* Document section
______

From his conclusion:

>comparisons in quality are always somewhat subjective

No, they're not. Just use a pixel difference utility and do it objectively. For my tests I use this: http://pdiff.sourceforge.net/

>encoding speed to quality ratio with x264 ‘baseline’ at the higher quality settings

So basically he's telling us that you have to push the encoder (and your CPU) extra, to just get "h.264 baseline" quality out of it. This is not competitive.

>the gap never exceeds around 50% encoding time

Which is huge for a service like Vimeo or Youtube, that get thousands of encoding requests per minute. Time is money, and this would be a huge waste in resources.

>expect vpxenc to take around twice as long to encode a video of comparable quality to a x264 ‘high’

Yup. Not good good enough. Not for video services, not for mobile applications that might or might not have a DSP for webm, and definitely not good for professionals. Remember, it's the professionals who upload video that the majority of people watch. Webm is only good for people who don't mind the extra time, as long as they can do it for free. For example, a screencast of someone in his bedroom showing the new Gnome3, and uploading on his own blog bypassing youtube. These are people who do niche video that don't matter in the grand scheme of things.

WebM won't make it, in my personal, and professional opinion as a videographer. I wish it did, because I hate MPEG-LA and all they stand for, but there is no h.264 killer out there. Except h.265 that is, that comes out in 2013.

______

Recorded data

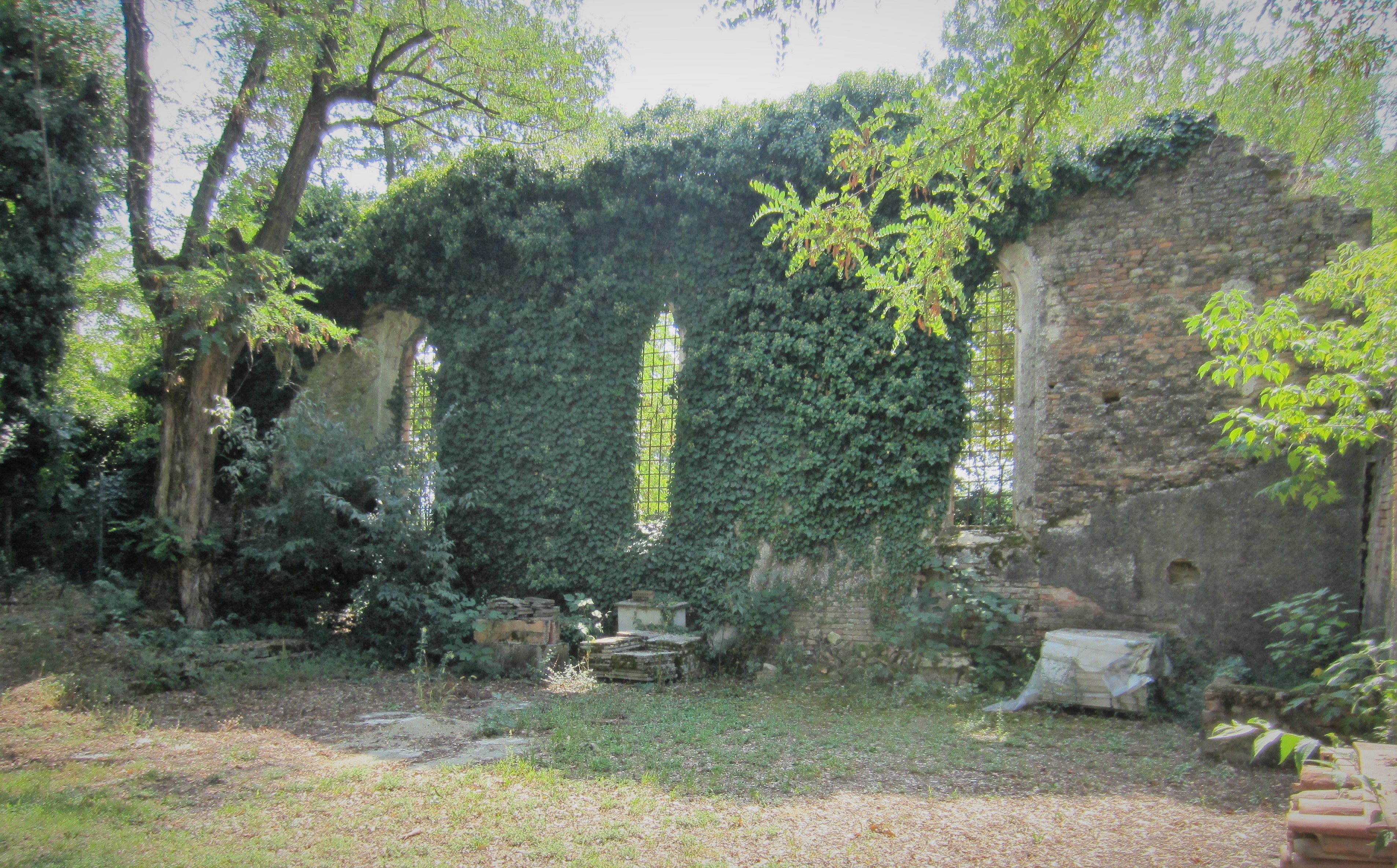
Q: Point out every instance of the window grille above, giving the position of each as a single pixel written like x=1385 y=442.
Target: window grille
x=656 y=420
x=418 y=432
x=985 y=474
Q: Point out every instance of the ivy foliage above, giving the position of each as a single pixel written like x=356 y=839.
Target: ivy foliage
x=801 y=434
x=54 y=126
x=797 y=425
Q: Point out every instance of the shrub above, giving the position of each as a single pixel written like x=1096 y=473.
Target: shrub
x=333 y=532
x=1314 y=631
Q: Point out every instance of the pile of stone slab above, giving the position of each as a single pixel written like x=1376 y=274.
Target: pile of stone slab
x=523 y=634
x=1335 y=821
x=531 y=620
x=524 y=609
x=643 y=656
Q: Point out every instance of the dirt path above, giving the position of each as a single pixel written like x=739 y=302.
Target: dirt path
x=313 y=793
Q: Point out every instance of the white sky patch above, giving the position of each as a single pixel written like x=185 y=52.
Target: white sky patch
x=667 y=47
x=674 y=45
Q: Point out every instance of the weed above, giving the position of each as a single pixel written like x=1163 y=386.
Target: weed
x=571 y=679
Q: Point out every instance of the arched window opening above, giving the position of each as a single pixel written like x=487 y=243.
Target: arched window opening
x=660 y=362
x=418 y=434
x=985 y=474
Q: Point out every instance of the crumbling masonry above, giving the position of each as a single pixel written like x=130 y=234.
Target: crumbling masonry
x=1127 y=513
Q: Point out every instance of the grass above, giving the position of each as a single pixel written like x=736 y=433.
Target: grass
x=714 y=773
x=802 y=737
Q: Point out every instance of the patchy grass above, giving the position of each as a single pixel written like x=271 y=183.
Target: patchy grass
x=807 y=739
x=252 y=768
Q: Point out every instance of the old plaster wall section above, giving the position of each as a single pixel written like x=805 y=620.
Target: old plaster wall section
x=358 y=385
x=1110 y=372
x=1135 y=519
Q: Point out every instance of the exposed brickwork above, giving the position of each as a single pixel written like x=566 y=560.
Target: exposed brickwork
x=1128 y=516
x=853 y=621
x=1381 y=592
x=1122 y=409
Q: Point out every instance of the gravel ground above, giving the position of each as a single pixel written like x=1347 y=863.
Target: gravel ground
x=258 y=779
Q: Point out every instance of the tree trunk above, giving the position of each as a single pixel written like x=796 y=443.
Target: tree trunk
x=193 y=392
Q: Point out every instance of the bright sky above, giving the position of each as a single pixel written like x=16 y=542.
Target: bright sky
x=674 y=45
x=667 y=45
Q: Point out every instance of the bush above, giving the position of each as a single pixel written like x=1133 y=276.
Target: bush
x=336 y=533
x=955 y=613
x=1314 y=631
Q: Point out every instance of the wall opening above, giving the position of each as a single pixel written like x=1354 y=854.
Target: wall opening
x=660 y=364
x=418 y=432
x=1184 y=573
x=985 y=474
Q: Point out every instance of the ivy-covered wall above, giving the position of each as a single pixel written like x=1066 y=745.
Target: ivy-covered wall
x=797 y=424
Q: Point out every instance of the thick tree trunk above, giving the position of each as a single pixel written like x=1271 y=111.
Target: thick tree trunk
x=185 y=494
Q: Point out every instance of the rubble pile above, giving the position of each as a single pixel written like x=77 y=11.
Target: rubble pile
x=531 y=621
x=1335 y=821
x=643 y=656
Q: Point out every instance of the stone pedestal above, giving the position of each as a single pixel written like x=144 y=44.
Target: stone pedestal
x=526 y=657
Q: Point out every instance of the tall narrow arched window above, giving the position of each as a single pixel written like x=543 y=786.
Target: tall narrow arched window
x=660 y=364
x=418 y=434
x=985 y=474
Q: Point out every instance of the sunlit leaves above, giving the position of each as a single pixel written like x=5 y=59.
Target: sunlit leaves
x=948 y=173
x=1323 y=364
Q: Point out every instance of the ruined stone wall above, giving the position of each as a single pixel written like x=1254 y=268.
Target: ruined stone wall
x=1128 y=515
x=1379 y=589
x=358 y=384
x=1108 y=378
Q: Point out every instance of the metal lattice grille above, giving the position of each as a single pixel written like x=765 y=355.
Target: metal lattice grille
x=418 y=432
x=985 y=474
x=656 y=420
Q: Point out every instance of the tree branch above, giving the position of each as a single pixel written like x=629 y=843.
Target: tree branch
x=407 y=47
x=223 y=154
x=140 y=139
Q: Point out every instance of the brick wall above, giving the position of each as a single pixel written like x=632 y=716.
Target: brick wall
x=850 y=621
x=1128 y=516
x=1114 y=386
x=1379 y=592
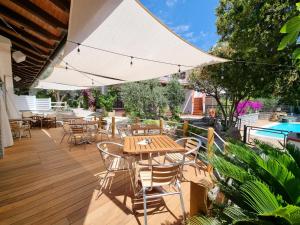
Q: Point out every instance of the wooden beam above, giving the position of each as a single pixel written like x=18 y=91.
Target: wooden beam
x=185 y=128
x=31 y=61
x=210 y=145
x=30 y=51
x=29 y=70
x=28 y=37
x=33 y=55
x=19 y=65
x=31 y=74
x=18 y=20
x=39 y=13
x=64 y=5
x=19 y=40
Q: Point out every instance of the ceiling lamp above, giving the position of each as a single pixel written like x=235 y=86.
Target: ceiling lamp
x=17 y=79
x=18 y=56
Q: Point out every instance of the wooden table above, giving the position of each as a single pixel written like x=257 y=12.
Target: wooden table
x=144 y=127
x=159 y=144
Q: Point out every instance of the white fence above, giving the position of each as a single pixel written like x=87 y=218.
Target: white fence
x=31 y=103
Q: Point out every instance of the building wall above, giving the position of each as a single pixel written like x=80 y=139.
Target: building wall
x=187 y=106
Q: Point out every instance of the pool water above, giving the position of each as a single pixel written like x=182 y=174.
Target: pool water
x=294 y=127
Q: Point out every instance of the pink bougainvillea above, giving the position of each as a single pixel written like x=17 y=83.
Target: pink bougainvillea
x=246 y=106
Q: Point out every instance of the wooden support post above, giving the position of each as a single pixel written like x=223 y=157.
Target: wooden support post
x=245 y=134
x=210 y=145
x=226 y=148
x=113 y=126
x=100 y=125
x=185 y=128
x=198 y=199
x=161 y=126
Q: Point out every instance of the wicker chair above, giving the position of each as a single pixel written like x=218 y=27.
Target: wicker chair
x=113 y=162
x=160 y=176
x=190 y=157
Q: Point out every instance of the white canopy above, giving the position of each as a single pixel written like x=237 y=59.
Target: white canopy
x=58 y=86
x=109 y=33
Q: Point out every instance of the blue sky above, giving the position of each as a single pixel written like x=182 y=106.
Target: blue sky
x=194 y=20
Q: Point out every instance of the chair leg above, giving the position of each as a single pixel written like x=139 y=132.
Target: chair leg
x=62 y=138
x=181 y=201
x=101 y=185
x=145 y=206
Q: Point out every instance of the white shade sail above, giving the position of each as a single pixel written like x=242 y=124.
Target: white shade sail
x=57 y=86
x=109 y=33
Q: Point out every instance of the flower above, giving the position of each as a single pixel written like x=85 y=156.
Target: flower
x=246 y=106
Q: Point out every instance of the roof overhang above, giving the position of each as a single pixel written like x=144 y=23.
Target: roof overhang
x=111 y=34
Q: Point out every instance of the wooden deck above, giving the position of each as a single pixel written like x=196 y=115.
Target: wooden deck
x=42 y=182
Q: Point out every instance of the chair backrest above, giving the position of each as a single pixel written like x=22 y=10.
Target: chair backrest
x=15 y=125
x=66 y=127
x=26 y=114
x=105 y=149
x=192 y=146
x=77 y=129
x=164 y=174
x=123 y=130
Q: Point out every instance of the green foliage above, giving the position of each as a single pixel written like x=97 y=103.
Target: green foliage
x=265 y=187
x=144 y=99
x=175 y=96
x=269 y=104
x=96 y=93
x=42 y=93
x=249 y=35
x=107 y=100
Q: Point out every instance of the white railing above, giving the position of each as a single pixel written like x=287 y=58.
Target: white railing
x=59 y=105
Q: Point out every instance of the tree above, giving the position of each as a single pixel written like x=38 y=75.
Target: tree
x=144 y=99
x=249 y=36
x=291 y=31
x=262 y=184
x=108 y=100
x=175 y=96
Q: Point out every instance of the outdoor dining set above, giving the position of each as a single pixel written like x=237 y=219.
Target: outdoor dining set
x=152 y=159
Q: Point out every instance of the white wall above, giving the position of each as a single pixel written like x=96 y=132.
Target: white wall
x=6 y=76
x=31 y=103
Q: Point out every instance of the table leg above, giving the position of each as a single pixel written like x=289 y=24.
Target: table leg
x=150 y=159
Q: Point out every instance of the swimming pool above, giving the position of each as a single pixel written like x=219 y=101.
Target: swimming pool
x=294 y=127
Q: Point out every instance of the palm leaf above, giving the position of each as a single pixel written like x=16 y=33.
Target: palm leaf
x=284 y=177
x=294 y=152
x=259 y=197
x=264 y=167
x=281 y=156
x=200 y=220
x=235 y=213
x=289 y=213
x=230 y=170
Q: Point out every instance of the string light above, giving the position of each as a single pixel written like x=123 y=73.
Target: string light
x=78 y=49
x=131 y=58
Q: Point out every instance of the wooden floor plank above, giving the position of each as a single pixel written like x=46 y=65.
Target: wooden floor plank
x=42 y=182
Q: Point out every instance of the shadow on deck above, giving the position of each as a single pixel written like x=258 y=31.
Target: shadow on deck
x=42 y=182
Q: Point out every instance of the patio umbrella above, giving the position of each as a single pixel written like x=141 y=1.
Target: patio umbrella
x=119 y=41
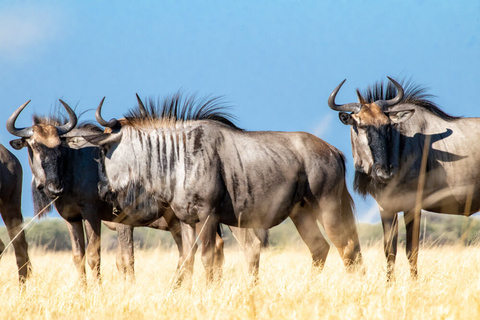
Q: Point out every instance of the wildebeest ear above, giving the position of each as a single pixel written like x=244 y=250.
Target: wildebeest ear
x=103 y=139
x=18 y=144
x=74 y=142
x=360 y=98
x=400 y=116
x=346 y=118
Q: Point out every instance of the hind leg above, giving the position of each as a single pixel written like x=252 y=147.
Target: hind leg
x=251 y=245
x=307 y=227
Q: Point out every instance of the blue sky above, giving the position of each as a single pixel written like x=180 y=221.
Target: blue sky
x=275 y=62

______

* Requirement A
According to the comment on WebM and h.264, when does h.265 come out?
* Requirement B
Write a continuation of the comment on WebM and h.264, picking up after its final sentence.

* Final answer A
In 2013.

* Final answer B
Of course, just like in the past, for my Ogv vs h.264 article, people will say that quality/speed don't matter as long as it's Free, but that's not true at all. Professionals in my field don't like h.264 for a variety of reasons, but they like webm even less.


Most of the optimal methods for video are patented by other parties, so WebM must use sub-optimal methods. There has to be a compromise made somewhere, and WebM has made this compromise in the encoding speed.

WebM has probably surpassed H264 now in quality/bit, because it was only just behind h264 by that metric at launch, and WebM has improved quality/bit by 12.8% over its two releases since then.

However, only in the last release was any attempt made at improving the quality/encoding time.

http://blog.webmproject.org/2011/03/vp8-codec-sdk-bali-released.htm...

The recent Bali release improved encoder speed significantly, but it is still not close to x264 on this metric (and this metric alone).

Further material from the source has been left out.